◆ Records for the task ◆

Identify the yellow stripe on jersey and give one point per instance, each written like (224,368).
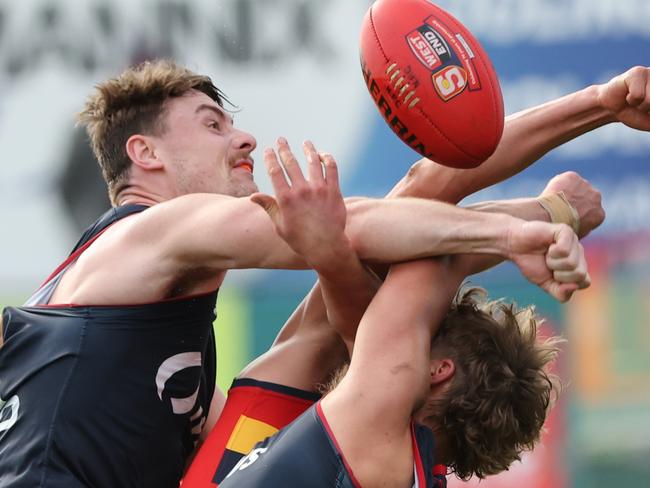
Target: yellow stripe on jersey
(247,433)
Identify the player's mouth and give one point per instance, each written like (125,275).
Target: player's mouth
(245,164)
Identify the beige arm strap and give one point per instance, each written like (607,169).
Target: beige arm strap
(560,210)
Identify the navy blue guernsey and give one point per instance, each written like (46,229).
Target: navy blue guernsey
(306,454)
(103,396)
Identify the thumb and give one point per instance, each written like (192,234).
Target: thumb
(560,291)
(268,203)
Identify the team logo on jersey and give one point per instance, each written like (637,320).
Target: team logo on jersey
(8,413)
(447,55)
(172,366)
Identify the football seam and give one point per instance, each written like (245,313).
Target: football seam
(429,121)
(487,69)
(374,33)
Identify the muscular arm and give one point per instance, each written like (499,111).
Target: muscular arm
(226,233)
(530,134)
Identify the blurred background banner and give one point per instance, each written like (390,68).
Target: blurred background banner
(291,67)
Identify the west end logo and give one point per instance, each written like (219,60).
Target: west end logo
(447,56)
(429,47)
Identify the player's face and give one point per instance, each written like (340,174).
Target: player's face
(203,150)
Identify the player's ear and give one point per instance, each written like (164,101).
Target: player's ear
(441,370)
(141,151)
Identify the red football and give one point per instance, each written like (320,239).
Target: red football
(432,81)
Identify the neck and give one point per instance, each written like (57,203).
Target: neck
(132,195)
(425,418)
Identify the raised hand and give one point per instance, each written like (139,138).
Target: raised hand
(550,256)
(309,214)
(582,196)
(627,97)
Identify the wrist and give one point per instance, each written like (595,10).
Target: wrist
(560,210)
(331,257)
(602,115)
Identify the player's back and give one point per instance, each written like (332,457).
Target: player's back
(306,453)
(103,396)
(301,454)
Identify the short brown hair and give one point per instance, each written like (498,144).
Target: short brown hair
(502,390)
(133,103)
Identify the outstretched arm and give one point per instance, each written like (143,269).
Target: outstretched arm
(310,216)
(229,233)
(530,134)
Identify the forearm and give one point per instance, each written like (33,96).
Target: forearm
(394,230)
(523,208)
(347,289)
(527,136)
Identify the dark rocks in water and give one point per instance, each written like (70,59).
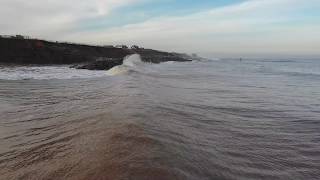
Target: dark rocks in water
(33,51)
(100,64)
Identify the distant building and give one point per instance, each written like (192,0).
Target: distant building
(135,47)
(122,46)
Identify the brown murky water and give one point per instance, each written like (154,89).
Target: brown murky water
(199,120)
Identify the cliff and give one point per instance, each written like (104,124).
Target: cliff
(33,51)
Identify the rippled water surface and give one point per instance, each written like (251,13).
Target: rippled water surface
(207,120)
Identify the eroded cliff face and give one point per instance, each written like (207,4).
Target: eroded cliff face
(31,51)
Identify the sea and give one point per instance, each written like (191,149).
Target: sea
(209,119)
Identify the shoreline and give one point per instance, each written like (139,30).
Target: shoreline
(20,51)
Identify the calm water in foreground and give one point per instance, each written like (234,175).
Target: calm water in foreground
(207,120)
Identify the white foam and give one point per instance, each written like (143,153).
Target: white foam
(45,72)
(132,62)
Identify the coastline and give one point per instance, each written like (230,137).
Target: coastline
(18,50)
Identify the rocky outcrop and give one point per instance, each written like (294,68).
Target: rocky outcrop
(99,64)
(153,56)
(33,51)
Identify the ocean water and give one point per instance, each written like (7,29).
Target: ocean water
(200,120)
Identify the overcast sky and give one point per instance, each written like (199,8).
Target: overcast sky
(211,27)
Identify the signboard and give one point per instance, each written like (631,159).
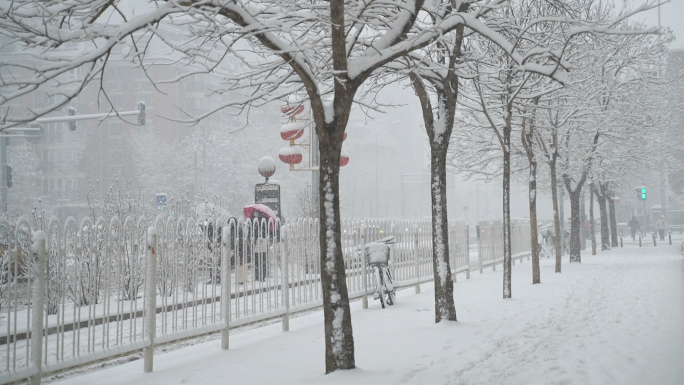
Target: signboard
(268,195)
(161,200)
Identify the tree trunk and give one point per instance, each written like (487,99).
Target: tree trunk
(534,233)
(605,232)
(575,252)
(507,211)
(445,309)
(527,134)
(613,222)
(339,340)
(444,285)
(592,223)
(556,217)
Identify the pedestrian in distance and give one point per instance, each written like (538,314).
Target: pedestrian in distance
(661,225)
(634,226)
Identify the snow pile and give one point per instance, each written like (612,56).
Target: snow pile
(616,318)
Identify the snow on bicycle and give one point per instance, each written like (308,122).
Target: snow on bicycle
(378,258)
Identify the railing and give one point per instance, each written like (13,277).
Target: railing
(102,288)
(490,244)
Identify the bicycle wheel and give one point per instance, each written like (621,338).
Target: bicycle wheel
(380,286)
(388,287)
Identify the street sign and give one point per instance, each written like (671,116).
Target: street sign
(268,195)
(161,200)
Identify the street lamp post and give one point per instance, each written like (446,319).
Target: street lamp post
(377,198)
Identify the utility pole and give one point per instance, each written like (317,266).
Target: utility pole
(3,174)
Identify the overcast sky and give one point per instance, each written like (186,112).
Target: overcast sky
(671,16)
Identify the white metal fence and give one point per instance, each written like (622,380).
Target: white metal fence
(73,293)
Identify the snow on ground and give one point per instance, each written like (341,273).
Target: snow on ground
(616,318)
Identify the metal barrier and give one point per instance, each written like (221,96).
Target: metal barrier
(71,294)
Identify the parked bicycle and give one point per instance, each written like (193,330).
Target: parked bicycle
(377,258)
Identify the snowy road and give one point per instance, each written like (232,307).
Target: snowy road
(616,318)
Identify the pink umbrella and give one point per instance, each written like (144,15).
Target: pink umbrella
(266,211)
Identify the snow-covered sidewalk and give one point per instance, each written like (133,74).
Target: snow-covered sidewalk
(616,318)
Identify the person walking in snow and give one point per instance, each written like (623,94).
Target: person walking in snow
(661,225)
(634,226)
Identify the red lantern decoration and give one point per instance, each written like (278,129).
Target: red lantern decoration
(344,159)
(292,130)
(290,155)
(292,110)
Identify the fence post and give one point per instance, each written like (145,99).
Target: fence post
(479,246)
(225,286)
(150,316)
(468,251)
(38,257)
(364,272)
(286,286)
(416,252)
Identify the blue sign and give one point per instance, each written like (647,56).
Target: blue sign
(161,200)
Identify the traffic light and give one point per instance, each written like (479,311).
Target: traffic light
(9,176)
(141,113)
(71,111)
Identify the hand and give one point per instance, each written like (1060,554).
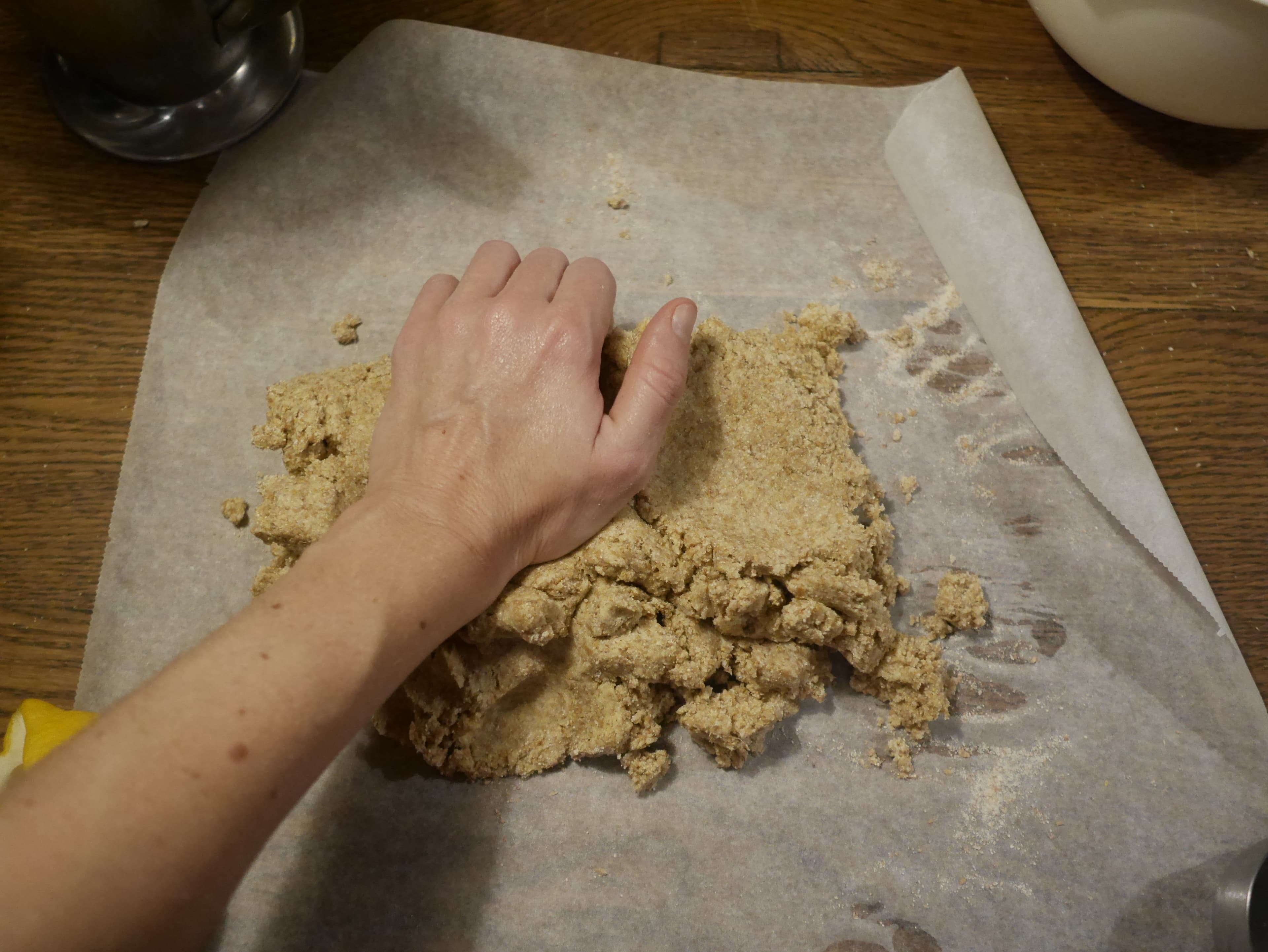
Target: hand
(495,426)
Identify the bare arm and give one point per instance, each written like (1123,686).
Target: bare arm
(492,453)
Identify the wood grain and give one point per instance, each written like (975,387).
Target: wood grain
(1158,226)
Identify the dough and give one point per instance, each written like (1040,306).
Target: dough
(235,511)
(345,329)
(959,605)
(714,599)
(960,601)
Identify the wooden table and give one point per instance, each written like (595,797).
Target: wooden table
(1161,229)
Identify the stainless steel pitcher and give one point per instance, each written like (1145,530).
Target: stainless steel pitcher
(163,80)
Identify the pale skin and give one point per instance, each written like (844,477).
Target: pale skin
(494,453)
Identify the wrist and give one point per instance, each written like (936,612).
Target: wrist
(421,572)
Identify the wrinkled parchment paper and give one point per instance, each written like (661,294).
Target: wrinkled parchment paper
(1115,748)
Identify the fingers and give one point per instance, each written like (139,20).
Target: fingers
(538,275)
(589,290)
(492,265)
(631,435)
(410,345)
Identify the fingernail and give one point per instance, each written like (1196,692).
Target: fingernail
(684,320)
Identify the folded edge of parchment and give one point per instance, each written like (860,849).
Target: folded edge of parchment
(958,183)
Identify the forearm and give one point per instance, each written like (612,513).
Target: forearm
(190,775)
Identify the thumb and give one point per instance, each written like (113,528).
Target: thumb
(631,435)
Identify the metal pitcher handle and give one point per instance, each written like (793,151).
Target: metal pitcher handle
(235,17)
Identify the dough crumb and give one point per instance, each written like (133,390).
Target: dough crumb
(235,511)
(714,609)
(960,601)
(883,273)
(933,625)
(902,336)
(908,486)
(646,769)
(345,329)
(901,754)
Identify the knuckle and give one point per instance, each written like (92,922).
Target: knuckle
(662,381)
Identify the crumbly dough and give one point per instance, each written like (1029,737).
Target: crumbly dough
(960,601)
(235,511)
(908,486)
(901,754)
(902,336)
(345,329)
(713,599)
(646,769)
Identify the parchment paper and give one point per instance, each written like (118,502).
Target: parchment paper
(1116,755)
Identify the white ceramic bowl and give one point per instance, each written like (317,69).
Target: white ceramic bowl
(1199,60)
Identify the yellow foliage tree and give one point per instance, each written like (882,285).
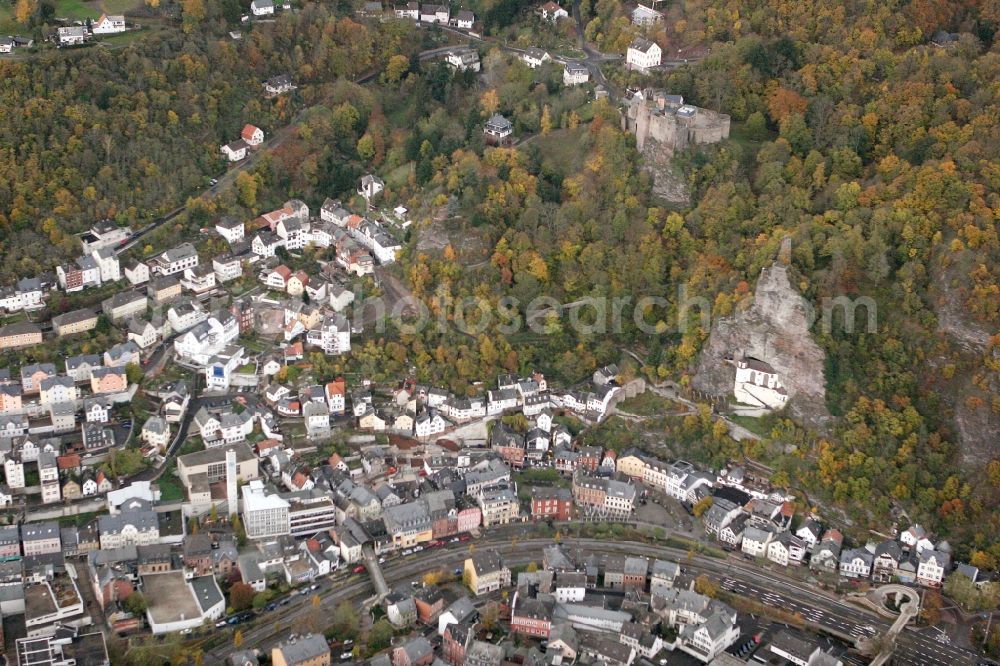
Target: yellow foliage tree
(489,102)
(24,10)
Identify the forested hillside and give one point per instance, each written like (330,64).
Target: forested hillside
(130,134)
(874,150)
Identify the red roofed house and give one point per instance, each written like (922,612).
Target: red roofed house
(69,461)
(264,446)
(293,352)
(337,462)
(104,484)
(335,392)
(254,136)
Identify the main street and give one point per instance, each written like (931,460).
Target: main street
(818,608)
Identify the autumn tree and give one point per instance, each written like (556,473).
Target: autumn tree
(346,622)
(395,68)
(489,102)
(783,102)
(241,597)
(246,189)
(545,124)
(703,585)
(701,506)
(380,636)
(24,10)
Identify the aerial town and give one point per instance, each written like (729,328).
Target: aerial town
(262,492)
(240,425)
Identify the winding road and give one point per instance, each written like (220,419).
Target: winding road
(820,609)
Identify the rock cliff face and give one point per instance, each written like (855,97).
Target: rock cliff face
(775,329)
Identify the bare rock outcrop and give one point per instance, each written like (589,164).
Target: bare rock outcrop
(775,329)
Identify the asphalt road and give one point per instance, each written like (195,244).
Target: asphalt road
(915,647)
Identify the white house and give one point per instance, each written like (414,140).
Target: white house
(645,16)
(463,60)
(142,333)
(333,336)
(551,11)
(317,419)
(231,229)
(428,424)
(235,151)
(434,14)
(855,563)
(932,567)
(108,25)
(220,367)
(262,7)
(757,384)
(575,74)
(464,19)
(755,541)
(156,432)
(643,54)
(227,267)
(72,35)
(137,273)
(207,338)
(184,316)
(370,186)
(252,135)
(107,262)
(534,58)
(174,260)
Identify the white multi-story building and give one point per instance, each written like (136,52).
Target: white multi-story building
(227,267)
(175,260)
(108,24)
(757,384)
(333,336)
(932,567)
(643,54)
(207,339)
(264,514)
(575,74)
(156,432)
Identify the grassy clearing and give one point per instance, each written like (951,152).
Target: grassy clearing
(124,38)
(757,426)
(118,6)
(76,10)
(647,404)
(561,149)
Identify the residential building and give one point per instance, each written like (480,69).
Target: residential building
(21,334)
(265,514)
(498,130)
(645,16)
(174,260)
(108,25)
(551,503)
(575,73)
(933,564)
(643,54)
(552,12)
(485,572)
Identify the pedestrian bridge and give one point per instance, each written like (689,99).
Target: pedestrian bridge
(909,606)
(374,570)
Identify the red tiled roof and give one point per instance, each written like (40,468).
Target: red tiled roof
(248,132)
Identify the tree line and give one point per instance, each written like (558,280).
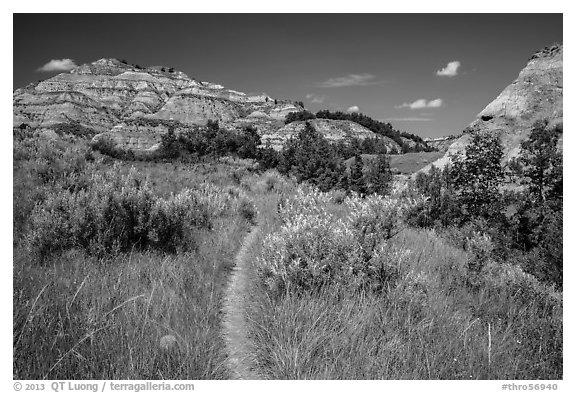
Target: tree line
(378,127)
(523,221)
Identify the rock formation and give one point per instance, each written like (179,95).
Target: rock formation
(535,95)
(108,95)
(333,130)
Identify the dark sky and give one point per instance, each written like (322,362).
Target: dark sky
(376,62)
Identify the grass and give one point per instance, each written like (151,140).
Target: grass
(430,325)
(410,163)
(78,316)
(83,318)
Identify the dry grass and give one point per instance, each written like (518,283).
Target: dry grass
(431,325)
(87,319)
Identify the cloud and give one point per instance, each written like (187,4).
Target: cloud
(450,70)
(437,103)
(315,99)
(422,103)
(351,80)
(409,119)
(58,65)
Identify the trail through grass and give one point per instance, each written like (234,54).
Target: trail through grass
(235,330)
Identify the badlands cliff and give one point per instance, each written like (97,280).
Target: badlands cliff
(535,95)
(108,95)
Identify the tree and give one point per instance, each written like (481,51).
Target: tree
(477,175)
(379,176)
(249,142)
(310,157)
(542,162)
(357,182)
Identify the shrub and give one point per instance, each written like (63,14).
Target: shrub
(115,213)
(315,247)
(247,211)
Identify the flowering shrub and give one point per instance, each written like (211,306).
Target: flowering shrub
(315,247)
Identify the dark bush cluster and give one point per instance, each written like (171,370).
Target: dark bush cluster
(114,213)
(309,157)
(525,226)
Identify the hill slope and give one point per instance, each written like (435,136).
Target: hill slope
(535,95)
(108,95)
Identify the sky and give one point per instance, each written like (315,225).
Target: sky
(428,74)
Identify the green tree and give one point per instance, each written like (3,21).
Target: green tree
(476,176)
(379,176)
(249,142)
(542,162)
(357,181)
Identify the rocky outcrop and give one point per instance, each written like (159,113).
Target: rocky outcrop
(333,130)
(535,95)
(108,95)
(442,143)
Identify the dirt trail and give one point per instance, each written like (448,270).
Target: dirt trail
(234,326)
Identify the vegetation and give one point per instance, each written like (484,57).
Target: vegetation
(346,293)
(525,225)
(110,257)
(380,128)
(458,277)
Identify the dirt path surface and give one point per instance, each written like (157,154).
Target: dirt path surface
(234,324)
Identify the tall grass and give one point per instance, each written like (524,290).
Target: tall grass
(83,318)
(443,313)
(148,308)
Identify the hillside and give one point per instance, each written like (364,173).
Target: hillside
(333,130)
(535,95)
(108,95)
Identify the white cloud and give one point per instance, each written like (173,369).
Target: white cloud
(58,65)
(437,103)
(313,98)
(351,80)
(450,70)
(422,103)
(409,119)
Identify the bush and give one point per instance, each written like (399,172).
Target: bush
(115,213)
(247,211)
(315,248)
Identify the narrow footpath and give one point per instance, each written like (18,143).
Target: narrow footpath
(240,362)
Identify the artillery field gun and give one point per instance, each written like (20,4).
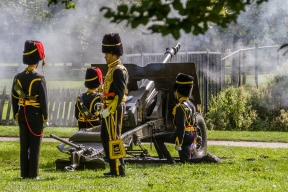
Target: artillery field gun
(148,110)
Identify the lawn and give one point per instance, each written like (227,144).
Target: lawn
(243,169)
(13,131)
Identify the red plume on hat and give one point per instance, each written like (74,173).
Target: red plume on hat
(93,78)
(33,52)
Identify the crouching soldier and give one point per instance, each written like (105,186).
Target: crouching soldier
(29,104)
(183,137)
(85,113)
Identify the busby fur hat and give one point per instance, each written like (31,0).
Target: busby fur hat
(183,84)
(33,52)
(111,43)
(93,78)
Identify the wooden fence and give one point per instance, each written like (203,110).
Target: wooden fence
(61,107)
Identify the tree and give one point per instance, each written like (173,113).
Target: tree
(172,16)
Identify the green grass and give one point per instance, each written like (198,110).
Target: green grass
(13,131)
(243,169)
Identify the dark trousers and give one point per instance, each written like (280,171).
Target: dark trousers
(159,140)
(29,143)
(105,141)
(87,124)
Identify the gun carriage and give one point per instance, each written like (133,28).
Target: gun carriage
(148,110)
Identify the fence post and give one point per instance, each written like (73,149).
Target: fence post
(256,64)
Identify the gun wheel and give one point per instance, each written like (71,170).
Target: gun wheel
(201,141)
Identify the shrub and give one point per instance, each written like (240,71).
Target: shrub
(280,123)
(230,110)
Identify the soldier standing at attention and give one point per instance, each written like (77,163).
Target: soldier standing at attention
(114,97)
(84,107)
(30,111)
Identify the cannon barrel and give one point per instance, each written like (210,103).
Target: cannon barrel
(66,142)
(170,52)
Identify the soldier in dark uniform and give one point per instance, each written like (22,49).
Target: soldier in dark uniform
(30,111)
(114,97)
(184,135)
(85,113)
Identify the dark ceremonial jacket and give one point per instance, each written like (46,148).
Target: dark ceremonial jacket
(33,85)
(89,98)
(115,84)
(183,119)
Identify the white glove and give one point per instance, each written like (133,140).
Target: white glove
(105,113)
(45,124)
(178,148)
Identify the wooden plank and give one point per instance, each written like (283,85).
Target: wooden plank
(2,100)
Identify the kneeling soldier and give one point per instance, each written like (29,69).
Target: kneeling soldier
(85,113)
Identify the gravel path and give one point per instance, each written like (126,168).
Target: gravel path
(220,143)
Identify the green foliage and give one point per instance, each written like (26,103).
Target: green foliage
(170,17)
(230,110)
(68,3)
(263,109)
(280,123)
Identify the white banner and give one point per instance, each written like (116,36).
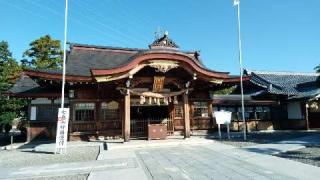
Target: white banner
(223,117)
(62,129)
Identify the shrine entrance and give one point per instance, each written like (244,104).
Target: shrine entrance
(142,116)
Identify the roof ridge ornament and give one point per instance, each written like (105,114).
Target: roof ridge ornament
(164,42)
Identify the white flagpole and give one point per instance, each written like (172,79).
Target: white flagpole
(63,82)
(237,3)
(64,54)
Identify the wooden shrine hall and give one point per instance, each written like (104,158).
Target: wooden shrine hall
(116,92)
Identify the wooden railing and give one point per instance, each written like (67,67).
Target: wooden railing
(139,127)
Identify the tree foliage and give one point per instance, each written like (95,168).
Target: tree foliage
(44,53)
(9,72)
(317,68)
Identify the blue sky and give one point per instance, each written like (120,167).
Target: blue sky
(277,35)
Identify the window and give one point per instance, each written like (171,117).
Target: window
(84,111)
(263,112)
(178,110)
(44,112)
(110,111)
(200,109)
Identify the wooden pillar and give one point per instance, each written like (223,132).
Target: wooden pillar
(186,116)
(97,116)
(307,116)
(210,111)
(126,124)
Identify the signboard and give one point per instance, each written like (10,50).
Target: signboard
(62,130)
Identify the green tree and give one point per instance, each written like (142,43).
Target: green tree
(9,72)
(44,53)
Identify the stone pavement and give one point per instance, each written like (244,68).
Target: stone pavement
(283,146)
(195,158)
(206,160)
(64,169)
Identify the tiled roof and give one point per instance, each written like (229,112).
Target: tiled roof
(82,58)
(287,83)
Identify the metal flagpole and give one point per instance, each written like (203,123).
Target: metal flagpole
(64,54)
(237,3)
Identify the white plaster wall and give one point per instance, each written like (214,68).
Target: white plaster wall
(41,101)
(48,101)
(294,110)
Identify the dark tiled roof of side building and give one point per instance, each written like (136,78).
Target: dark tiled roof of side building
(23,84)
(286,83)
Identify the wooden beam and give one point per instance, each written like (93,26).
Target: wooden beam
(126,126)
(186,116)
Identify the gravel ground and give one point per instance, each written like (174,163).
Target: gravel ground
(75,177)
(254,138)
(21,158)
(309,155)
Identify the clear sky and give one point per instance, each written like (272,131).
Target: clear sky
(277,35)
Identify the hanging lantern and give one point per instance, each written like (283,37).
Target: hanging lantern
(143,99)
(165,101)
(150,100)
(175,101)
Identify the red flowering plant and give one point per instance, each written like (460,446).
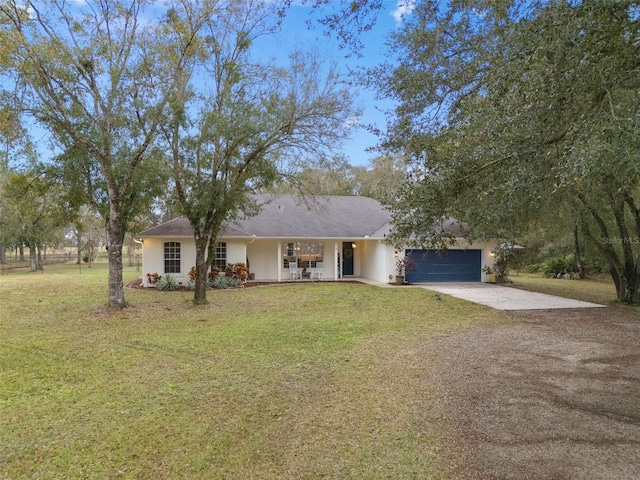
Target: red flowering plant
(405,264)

◆ Exercise details ◆
Within the listing above, give again exactly every line from the line with "Target: rock cliff face" through the line with "Identify the white multi-story", both included, and no other line.

◆ Answer section ◆
Target: rock cliff face
(775,329)
Identify the bare rock outcrop and give one point per instance, each written like (589,164).
Target: bare rock outcrop
(775,329)
Identify the asphalt road and give one point per instance, each written like (195,244).
Target: asphalt road
(915,647)
Identify the white house and give one point per instance, each written like (414,140).
Target: white house
(645,16)
(463,60)
(142,333)
(333,336)
(551,11)
(317,419)
(231,229)
(428,424)
(235,151)
(434,14)
(855,563)
(932,567)
(108,25)
(220,367)
(262,7)
(757,384)
(575,74)
(464,19)
(755,541)
(156,432)
(643,54)
(227,267)
(72,35)
(137,273)
(207,338)
(184,316)
(370,186)
(252,135)
(107,262)
(534,58)
(174,260)
Identify the white multi-story building and give one point per instance, each written like (136,52).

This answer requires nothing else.